Goal of the exercise :: The response should be an exact copy of the records, with the pictures removed.

[Referring expression pointing data]
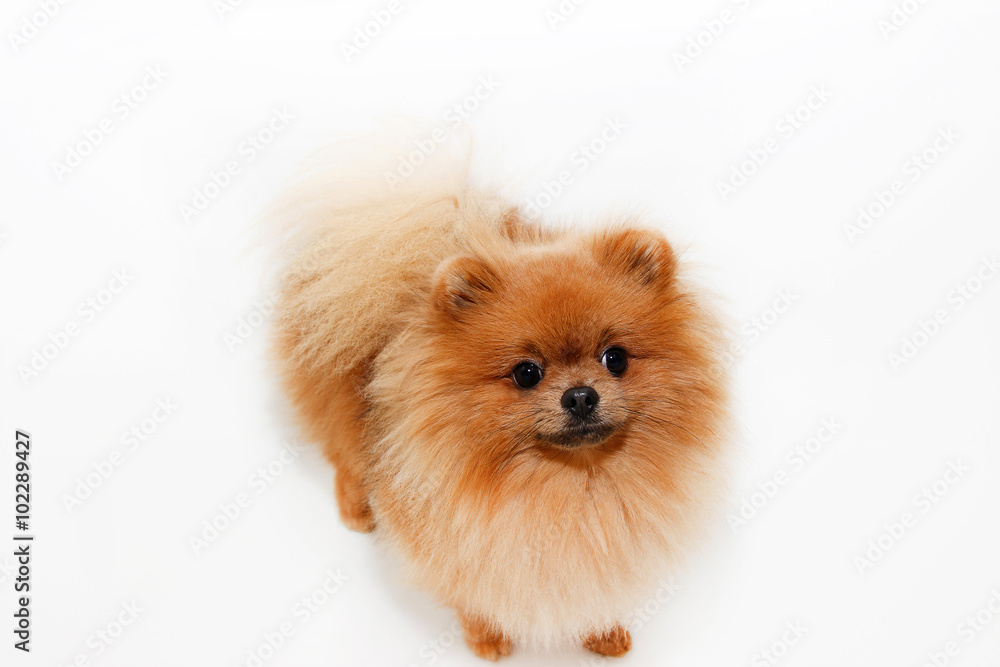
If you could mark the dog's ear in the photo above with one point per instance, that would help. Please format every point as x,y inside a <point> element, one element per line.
<point>461,283</point>
<point>641,254</point>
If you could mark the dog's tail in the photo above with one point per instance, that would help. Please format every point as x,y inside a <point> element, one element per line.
<point>361,244</point>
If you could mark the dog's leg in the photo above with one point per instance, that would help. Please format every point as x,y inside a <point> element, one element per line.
<point>613,643</point>
<point>352,499</point>
<point>482,639</point>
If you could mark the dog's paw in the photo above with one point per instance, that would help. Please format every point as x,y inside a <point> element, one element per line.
<point>359,519</point>
<point>613,643</point>
<point>484,641</point>
<point>490,649</point>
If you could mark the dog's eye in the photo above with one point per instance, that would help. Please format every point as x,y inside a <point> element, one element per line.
<point>527,374</point>
<point>615,359</point>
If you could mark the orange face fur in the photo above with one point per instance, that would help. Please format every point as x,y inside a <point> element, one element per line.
<point>532,421</point>
<point>544,516</point>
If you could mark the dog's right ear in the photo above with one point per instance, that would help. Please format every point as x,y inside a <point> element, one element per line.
<point>461,283</point>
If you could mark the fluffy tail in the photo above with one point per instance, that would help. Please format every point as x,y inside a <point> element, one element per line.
<point>362,248</point>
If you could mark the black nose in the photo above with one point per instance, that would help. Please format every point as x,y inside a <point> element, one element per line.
<point>580,401</point>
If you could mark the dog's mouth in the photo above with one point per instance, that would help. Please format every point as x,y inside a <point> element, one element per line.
<point>583,434</point>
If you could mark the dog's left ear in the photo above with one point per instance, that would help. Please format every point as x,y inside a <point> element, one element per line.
<point>642,254</point>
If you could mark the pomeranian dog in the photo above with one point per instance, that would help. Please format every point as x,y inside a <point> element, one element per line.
<point>533,419</point>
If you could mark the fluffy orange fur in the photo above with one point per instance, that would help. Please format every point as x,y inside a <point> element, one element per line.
<point>402,318</point>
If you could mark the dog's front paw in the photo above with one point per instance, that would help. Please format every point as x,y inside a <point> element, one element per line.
<point>484,641</point>
<point>613,643</point>
<point>360,520</point>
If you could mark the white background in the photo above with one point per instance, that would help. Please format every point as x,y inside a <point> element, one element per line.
<point>854,298</point>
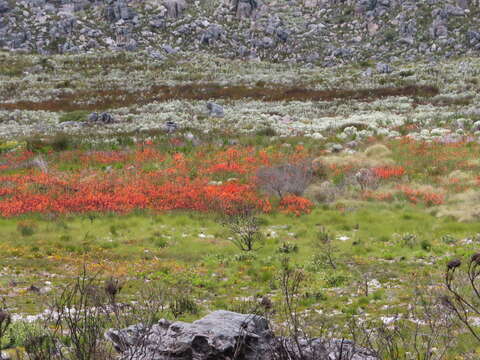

Solution below ::
If you could mark the dog's ear in the photo above with one point per instance, that would help. Please format every point as x,y inside a <point> element, one element per line.
<point>461,283</point>
<point>641,254</point>
If you could mark the dog's tail in the photo above with one point per instance, that would help. Please format every point as x,y inside a <point> element, one element per line.
<point>361,244</point>
If you could mark the dog's leg in the photo above with one point per instance, that would help. Please format every point as x,y inside a <point> element, one element per line.
<point>613,643</point>
<point>352,499</point>
<point>482,639</point>
If you could mark the dog's paw in the photo above with one point per instance, that would help. Please format every point as x,y inside a <point> element, one element per line.
<point>359,519</point>
<point>613,643</point>
<point>484,641</point>
<point>490,649</point>
If you could mark the dog's eye in the photo above with one point per instance, that would help. Please format every point as x,y inside a <point> element, one element per line.
<point>527,374</point>
<point>615,359</point>
If you could mark the orange face fur in the photo above with one point per instance, that would help. Please format every point as x,y inside a <point> element, one element per line.
<point>532,421</point>
<point>544,516</point>
If you could mark the dog's right ear in the photo above with one point per instance, that would help. Please format every point as x,y inside a <point> element, one element per line.
<point>461,283</point>
If you could mark the fluffy tail in the photo above with one point per instance, that would help. Please format every point as x,y inside a <point> element, one element per line.
<point>362,248</point>
If you could mark the black nose in the photo above with one point per instance, that would help. Please format every point as x,y inside a <point> element, one element per line.
<point>580,401</point>
If you could mark the dog's mouth in the photo above with one point per instance, that would help. Please format every point as x,y inside a <point> element, one element per line.
<point>583,434</point>
If you could mark the dog's left ear in the photo above with one point per instance, that would help. Please format every point as x,y inside a <point> element, one element per line.
<point>642,254</point>
If you could mark the pomeranian dog in the photo above with one point per instance, that would help. Please format every point as x,y inside a <point> element, one element per line.
<point>533,419</point>
If you could mark the fluffy orange fur in the photo above with one point per instance, that would help. Please format every point as x,y inside a <point> element, one element per line.
<point>402,318</point>
If you could mark the dog's front paw in the photo above with one point per instance, that would help. Please format every point as x,y inside a <point> element, one element per line.
<point>484,641</point>
<point>613,643</point>
<point>360,520</point>
If you could mark the white background in the photo above with one point per instance, that would help. Please format every point as x,y inside a <point> element, one element per line.
<point>854,298</point>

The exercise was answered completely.